Task objective —
Find each line in the data below that contains the word "scarf", and copy every such line in full.

Information shown —
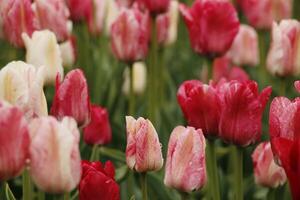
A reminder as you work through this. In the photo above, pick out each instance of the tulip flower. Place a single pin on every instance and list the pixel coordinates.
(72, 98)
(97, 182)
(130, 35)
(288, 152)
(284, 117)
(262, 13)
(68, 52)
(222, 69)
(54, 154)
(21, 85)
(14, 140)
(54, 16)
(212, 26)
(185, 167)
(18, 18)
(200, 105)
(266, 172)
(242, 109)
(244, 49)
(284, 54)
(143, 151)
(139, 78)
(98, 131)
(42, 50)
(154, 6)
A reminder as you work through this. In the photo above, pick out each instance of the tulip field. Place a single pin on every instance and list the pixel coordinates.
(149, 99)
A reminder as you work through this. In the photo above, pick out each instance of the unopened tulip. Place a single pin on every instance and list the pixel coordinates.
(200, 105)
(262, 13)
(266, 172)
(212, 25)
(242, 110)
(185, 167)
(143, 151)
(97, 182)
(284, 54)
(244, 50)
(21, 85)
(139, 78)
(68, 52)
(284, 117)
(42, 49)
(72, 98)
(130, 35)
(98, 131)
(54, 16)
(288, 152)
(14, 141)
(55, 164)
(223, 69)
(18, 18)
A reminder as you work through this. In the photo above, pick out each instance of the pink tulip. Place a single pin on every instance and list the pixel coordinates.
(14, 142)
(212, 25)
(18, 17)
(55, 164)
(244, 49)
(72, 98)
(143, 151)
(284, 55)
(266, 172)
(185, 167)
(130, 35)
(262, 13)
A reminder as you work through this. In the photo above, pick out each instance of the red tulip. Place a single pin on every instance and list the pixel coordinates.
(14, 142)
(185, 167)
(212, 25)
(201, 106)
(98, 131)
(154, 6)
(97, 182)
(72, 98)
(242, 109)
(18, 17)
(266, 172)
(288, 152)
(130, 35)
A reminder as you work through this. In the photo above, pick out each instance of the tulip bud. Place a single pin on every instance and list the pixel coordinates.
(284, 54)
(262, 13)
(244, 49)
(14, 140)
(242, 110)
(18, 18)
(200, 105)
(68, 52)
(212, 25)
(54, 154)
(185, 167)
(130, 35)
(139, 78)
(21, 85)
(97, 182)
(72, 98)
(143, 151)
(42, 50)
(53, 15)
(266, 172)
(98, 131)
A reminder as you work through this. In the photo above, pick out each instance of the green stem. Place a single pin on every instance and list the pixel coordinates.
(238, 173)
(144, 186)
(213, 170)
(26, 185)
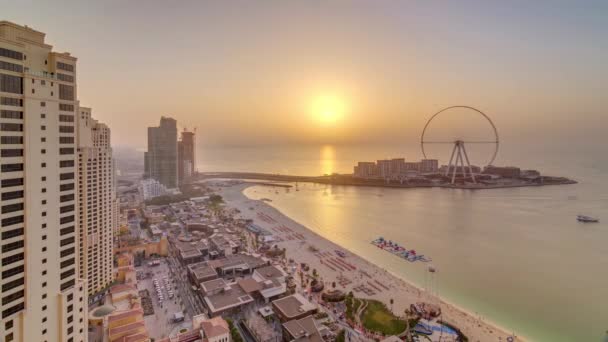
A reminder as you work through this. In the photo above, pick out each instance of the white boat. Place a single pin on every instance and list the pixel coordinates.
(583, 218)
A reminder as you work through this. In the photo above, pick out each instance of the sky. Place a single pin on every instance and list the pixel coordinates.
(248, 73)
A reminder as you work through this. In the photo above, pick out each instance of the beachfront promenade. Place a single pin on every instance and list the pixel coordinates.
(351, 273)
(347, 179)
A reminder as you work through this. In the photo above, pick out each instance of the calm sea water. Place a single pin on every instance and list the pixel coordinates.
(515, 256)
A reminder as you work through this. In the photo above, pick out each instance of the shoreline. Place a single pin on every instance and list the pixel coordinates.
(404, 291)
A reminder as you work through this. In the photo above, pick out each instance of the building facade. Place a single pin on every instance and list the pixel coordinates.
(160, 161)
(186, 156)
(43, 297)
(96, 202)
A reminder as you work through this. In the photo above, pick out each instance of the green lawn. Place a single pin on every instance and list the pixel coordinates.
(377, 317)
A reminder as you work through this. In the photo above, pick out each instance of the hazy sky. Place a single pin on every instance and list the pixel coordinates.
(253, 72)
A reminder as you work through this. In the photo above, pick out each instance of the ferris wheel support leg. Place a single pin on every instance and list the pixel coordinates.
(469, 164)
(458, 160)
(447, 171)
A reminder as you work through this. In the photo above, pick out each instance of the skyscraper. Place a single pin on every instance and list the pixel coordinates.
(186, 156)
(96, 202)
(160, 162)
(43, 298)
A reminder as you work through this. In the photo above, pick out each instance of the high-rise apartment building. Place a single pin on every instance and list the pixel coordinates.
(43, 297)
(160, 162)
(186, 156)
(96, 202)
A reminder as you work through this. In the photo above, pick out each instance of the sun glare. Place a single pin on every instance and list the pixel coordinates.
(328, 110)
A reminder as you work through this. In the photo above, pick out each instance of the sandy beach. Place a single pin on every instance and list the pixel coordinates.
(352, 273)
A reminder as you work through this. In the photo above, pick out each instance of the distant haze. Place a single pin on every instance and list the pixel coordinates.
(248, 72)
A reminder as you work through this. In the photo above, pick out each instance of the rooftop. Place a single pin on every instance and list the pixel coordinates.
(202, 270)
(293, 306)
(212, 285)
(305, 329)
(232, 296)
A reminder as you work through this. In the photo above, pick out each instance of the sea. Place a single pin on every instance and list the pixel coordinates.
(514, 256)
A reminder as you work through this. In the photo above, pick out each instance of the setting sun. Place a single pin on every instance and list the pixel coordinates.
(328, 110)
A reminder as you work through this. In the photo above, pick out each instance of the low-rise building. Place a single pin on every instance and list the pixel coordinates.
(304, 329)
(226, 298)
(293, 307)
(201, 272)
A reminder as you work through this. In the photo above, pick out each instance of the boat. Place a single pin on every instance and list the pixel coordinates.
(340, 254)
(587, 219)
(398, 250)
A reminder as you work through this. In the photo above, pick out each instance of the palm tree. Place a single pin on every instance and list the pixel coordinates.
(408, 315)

...

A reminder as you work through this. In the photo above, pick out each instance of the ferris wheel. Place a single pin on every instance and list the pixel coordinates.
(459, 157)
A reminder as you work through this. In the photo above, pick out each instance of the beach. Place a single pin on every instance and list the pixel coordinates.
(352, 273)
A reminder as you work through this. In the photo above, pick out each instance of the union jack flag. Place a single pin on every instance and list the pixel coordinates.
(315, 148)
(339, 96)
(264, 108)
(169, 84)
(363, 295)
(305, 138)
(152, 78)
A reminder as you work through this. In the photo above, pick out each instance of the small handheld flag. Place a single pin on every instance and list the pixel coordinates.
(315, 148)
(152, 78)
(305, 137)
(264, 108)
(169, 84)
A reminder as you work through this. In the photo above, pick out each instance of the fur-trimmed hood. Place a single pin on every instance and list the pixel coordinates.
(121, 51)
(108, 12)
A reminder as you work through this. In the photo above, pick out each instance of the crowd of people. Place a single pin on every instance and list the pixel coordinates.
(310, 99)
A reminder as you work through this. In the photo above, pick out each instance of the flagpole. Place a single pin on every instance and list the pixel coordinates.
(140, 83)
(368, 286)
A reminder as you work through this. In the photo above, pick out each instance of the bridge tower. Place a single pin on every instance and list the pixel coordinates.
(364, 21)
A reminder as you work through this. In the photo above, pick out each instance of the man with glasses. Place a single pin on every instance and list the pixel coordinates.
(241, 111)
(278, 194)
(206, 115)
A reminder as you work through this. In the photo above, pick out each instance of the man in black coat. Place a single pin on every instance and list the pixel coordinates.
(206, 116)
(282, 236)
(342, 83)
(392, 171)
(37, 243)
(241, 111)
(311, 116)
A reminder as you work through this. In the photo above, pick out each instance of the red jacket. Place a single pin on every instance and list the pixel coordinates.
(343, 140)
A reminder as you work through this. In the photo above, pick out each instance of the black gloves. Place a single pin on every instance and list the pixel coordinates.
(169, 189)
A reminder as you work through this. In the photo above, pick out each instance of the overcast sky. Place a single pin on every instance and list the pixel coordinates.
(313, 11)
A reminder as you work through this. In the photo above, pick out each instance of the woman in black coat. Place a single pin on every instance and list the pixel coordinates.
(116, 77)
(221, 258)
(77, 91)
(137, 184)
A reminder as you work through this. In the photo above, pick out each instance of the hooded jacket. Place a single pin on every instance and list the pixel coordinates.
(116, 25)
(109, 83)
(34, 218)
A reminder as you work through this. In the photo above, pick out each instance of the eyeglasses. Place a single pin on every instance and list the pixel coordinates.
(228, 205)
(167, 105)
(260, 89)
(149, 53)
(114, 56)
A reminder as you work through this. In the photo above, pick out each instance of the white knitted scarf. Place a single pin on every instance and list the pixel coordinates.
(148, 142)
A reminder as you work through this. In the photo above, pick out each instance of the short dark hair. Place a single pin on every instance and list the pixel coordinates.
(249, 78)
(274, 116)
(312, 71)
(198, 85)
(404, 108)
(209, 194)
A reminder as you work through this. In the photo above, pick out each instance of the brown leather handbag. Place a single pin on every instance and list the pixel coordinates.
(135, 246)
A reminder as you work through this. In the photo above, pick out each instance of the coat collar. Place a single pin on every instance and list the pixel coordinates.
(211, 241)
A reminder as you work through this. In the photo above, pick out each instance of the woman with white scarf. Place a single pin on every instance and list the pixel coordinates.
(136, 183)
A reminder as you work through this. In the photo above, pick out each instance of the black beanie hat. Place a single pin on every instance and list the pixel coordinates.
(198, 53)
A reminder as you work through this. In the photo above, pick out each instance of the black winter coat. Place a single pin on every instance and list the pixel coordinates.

Finished answer —
A reminder as you work through this. In the photo above, pick out each instance of the white knitted scarf. Place a single pin on every instance and list the pixel coordinates.
A reminder as you work through this. In the photo above, pick out each instance of the woman with white scarf. Place a single pin on every instance and list the pixel coordinates.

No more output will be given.